Aim of the exercise →
Give again the line that contains "shape point(436, 278)" and every line after it to the end of the records. Keep them exactly as they are and add nothing.

※ ※ ※

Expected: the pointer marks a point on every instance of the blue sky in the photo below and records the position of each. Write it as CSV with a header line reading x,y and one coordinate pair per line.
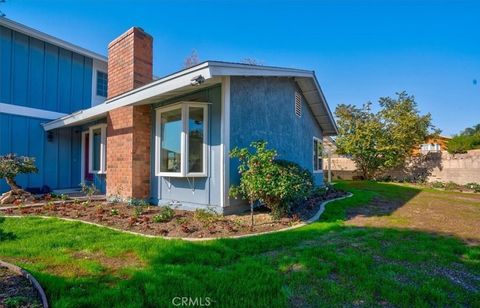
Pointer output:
x,y
360,50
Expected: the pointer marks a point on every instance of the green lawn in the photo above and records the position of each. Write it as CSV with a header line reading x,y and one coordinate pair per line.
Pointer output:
x,y
331,262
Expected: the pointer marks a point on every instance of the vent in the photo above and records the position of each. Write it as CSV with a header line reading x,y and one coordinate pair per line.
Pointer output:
x,y
298,104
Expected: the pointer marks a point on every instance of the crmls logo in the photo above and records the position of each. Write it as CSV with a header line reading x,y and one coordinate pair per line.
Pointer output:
x,y
192,301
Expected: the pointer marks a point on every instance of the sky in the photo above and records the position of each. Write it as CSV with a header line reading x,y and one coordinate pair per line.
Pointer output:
x,y
359,50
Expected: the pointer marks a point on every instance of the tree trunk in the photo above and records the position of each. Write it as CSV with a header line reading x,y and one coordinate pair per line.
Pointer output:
x,y
13,185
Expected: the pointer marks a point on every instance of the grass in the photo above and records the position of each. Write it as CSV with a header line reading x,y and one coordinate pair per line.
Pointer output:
x,y
328,263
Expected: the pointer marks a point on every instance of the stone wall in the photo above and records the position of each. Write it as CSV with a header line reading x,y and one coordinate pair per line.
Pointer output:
x,y
444,167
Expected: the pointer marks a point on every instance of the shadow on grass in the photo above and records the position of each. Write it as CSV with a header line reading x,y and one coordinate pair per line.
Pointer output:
x,y
5,236
322,264
313,266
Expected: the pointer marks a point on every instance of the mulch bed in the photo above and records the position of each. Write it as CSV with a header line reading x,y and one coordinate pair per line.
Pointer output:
x,y
198,224
17,291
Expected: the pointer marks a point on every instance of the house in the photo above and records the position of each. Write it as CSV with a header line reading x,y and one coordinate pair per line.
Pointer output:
x,y
165,140
433,145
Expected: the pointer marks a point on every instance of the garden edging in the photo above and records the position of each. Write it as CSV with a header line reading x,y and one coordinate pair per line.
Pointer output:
x,y
20,271
191,239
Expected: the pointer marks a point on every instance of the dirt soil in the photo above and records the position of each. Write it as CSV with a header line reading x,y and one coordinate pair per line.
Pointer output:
x,y
183,223
17,291
450,213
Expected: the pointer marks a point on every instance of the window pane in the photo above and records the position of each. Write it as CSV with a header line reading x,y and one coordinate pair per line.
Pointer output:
x,y
97,140
171,132
196,130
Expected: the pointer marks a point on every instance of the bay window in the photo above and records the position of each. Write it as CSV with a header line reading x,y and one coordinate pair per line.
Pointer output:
x,y
317,155
97,148
181,143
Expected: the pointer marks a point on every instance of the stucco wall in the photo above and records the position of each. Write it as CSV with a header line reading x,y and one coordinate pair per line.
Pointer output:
x,y
444,167
200,191
264,109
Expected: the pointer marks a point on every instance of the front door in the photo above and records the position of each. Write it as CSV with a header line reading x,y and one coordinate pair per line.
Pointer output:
x,y
86,159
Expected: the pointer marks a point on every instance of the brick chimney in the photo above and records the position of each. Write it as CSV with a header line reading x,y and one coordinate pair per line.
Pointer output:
x,y
129,128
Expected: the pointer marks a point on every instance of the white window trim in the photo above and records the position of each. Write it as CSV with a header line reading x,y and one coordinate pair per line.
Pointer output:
x,y
103,140
313,161
184,106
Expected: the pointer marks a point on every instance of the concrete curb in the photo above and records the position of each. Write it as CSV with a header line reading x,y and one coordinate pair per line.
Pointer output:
x,y
192,239
33,281
33,205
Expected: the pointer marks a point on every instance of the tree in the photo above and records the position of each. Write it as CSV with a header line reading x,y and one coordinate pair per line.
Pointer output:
x,y
191,60
384,140
12,165
275,183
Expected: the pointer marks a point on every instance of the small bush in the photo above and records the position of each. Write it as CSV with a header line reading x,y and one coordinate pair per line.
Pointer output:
x,y
452,186
473,186
166,214
206,216
275,183
437,185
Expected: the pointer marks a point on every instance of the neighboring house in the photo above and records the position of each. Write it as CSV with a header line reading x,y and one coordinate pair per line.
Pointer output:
x,y
169,140
433,145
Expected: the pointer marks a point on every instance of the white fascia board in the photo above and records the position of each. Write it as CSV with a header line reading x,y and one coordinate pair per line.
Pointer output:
x,y
29,112
324,101
232,69
50,39
134,97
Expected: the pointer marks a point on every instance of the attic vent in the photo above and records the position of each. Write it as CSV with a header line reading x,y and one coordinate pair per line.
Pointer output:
x,y
298,104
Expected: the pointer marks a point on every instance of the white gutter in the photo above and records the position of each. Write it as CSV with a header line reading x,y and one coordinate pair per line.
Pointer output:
x,y
50,39
182,79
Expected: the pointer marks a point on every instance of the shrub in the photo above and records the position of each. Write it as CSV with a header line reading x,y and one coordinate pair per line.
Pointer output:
x,y
452,186
206,216
166,214
12,165
473,186
275,183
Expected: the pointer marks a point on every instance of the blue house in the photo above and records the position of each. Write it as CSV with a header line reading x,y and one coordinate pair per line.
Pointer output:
x,y
165,140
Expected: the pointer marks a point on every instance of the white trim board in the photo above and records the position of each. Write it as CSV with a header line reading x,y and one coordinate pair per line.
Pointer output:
x,y
30,112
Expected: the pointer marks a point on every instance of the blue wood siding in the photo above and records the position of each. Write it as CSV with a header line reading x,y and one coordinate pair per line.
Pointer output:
x,y
58,160
39,75
264,109
193,192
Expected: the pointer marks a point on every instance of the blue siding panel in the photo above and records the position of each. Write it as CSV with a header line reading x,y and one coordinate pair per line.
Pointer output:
x,y
64,80
263,109
76,99
20,68
39,75
51,78
5,64
36,76
58,160
36,149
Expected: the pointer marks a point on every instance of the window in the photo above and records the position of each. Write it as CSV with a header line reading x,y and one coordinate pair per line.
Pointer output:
x,y
181,143
317,155
102,84
298,104
97,147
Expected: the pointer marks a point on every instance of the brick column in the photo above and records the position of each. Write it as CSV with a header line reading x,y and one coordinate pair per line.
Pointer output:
x,y
129,128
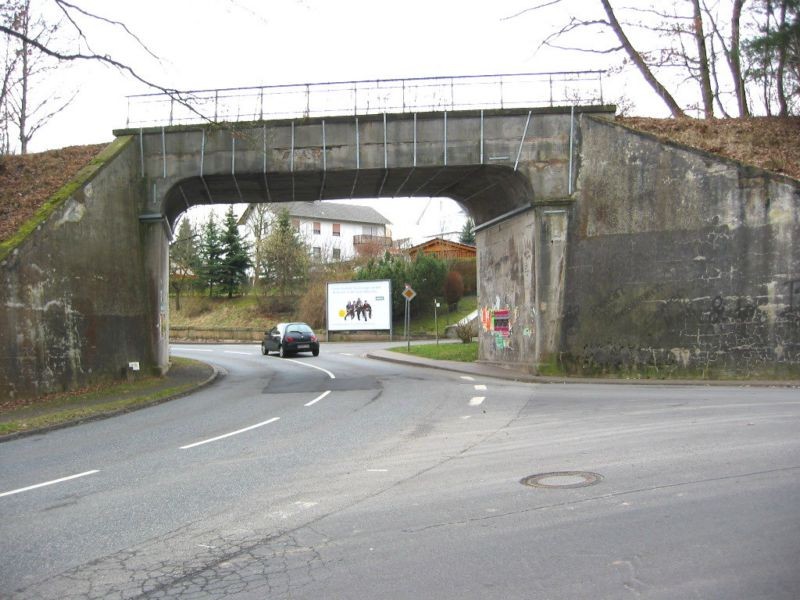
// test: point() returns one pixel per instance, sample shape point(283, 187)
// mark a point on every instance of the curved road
point(342, 477)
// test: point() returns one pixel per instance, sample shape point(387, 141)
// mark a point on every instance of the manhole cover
point(562, 479)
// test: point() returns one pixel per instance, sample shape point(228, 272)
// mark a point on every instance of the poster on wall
point(360, 306)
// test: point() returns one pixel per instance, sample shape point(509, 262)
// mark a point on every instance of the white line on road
point(38, 485)
point(237, 432)
point(318, 398)
point(300, 362)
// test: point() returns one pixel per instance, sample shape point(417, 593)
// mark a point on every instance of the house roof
point(329, 211)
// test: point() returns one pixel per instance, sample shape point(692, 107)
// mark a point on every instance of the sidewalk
point(478, 369)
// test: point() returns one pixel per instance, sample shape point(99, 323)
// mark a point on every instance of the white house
point(335, 231)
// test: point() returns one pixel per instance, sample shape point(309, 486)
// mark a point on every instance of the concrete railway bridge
point(575, 223)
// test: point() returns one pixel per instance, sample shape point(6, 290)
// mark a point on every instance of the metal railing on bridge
point(420, 94)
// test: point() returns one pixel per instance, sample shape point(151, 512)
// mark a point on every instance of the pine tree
point(235, 260)
point(210, 266)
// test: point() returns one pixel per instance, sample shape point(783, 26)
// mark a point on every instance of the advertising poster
point(360, 306)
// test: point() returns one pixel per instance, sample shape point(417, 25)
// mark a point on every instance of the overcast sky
point(203, 44)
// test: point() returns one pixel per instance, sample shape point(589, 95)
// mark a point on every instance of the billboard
point(360, 306)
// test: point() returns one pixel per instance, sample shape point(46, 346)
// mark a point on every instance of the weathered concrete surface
point(74, 295)
point(679, 260)
point(599, 249)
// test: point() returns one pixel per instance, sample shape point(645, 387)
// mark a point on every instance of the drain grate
point(562, 479)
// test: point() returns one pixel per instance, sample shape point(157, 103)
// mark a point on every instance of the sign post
point(409, 294)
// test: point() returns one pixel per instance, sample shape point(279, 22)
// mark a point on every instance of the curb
point(512, 375)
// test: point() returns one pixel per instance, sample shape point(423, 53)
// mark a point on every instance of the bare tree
point(33, 38)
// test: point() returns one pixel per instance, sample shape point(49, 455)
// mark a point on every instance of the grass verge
point(458, 352)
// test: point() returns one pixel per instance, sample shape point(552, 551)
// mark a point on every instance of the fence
point(421, 94)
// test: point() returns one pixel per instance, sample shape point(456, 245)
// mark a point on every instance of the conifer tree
point(210, 266)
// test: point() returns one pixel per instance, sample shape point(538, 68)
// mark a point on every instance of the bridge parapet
point(364, 97)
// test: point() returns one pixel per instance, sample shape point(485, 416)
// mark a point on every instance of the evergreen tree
point(235, 260)
point(183, 260)
point(210, 264)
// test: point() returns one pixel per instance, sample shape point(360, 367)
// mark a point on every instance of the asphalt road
point(343, 477)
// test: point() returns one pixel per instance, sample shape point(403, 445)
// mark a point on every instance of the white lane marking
point(54, 481)
point(317, 399)
point(299, 362)
point(237, 432)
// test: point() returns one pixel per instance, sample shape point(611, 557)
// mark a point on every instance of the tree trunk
point(662, 92)
point(735, 59)
point(702, 55)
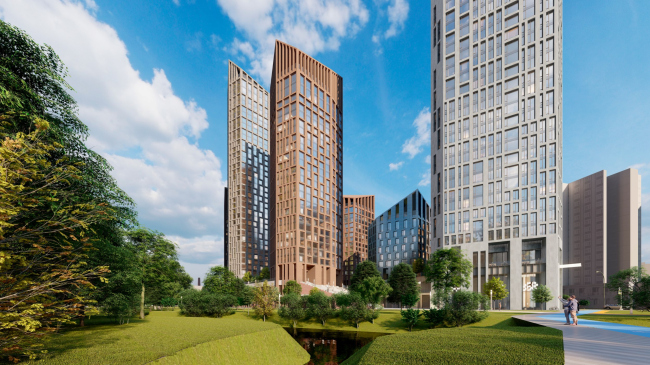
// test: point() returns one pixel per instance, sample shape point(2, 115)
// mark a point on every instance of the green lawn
point(635, 320)
point(496, 340)
point(163, 334)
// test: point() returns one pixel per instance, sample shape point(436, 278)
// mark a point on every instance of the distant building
point(602, 232)
point(400, 234)
point(358, 213)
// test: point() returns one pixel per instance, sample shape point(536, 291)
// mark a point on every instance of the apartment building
point(248, 197)
point(400, 234)
point(307, 145)
point(497, 140)
point(358, 213)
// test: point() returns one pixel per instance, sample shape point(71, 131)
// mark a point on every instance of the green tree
point(293, 308)
point(542, 294)
point(497, 287)
point(418, 265)
point(156, 258)
point(319, 306)
point(265, 273)
point(464, 307)
point(447, 269)
point(292, 286)
point(356, 310)
point(410, 316)
point(220, 280)
point(402, 280)
point(265, 300)
point(364, 270)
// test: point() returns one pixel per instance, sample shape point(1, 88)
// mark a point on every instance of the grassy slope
point(161, 334)
point(496, 340)
point(635, 320)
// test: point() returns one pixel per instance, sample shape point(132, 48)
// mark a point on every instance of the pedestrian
point(565, 305)
point(573, 307)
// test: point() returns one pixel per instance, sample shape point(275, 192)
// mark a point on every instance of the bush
point(203, 303)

※ ※ ※

Solution for this problem →
// test: point() returns one pixel per instance, sample shape point(436, 278)
// mark a point on every instance of the distant building
point(602, 232)
point(400, 234)
point(358, 213)
// test: point() returns one pixel per instance, sample shape point(536, 291)
// mark a point on every instance of the apartment building
point(248, 197)
point(400, 234)
point(307, 145)
point(497, 140)
point(358, 213)
// test: point() returns one pixel per instance, sample shape point(71, 131)
// mark a point on every instance of the green tree
point(293, 308)
point(542, 294)
point(497, 287)
point(418, 265)
point(156, 258)
point(319, 306)
point(265, 273)
point(464, 307)
point(447, 269)
point(292, 286)
point(356, 310)
point(410, 316)
point(220, 280)
point(402, 280)
point(265, 300)
point(364, 270)
// test: point() returns one pixel per instance, sample shape point(1, 88)
// mark a point on every instance of the grassy slope
point(161, 334)
point(496, 340)
point(635, 320)
// test: point() returns one pixel per instance, sample shape point(132, 48)
// mark a point on every instance of the pedestrian
point(565, 305)
point(573, 307)
// test: point() returns one pixel per instance, sample shape point(275, 192)
// mark a point on every instance of the bush
point(203, 303)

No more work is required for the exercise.